** START OF Extract **

# Letter writer doesn't understand Provost Marshal stats



## The Bread Guy (11 Aug 2011)

9 Aug 11:  Letter to the editor mentions Provost Marshal's annual report stats:


> .... there is disturbing evidence that Canada's military police are becoming increasingly brutal.
> 
> The Canadian Forces Provost Marshal's annual report shows 784 complaints of physical and sexual assault, death and other incidents causing physical harm in 2010, a marked increase over previous years.



10 Aug 11:  Letter to the editor from CF Provost Marshal saying what appears to be the obvious about annual report stats of reported crime:


> .... These are complaints investigated by or reported to Military Police; the way the letter is written would suggest that these complaints were against the Military Police. This is clearly wrong ....



11 Aug 11:  Letter to the editor not getting it yet:


> .... I am still unclear though as to who committed more than 700 alleged crimes, in 2010, that Grubb stated in the press that he himself was concerned about.
> 
> My impression, admittedly gained from Hollywood movies, is that MPs police the soldiers, and take them off to the brig when they commit offences? So it is the soldiers, not the MP's who are the culprits? ....

** END OF Extract **

Short problem A: Condense the paragraph in the thread that begins "The Canadian Forces Provost Marshal's annual report shows" into a short bulleted list that keeps its main facts.
Short problem B: In one to three sentences, explain why the Provost Marshal's letter in the thread says the first letter's reading of the report figures is wrong.

** START OF Dataset rows **

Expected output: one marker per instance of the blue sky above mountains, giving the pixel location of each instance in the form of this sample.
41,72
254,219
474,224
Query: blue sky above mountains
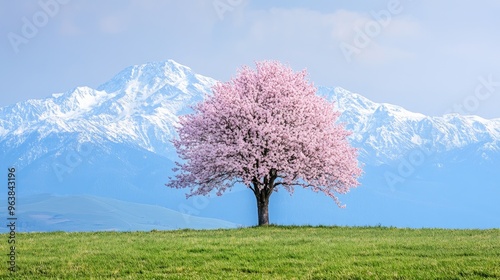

** END OF Dataset rows **

Written solution A:
- Source: the Canadian Forces Provost Marshal's annual report
- 784 complaints in 2010
- Complaints covered physical and sexual assault, death and other incidents causing physical harm
- A marked increase over previous years

Written solution B: The complaints in the report were investigated by or reported to the Military Police. The first letter was written as if the complaints were against the Military Police.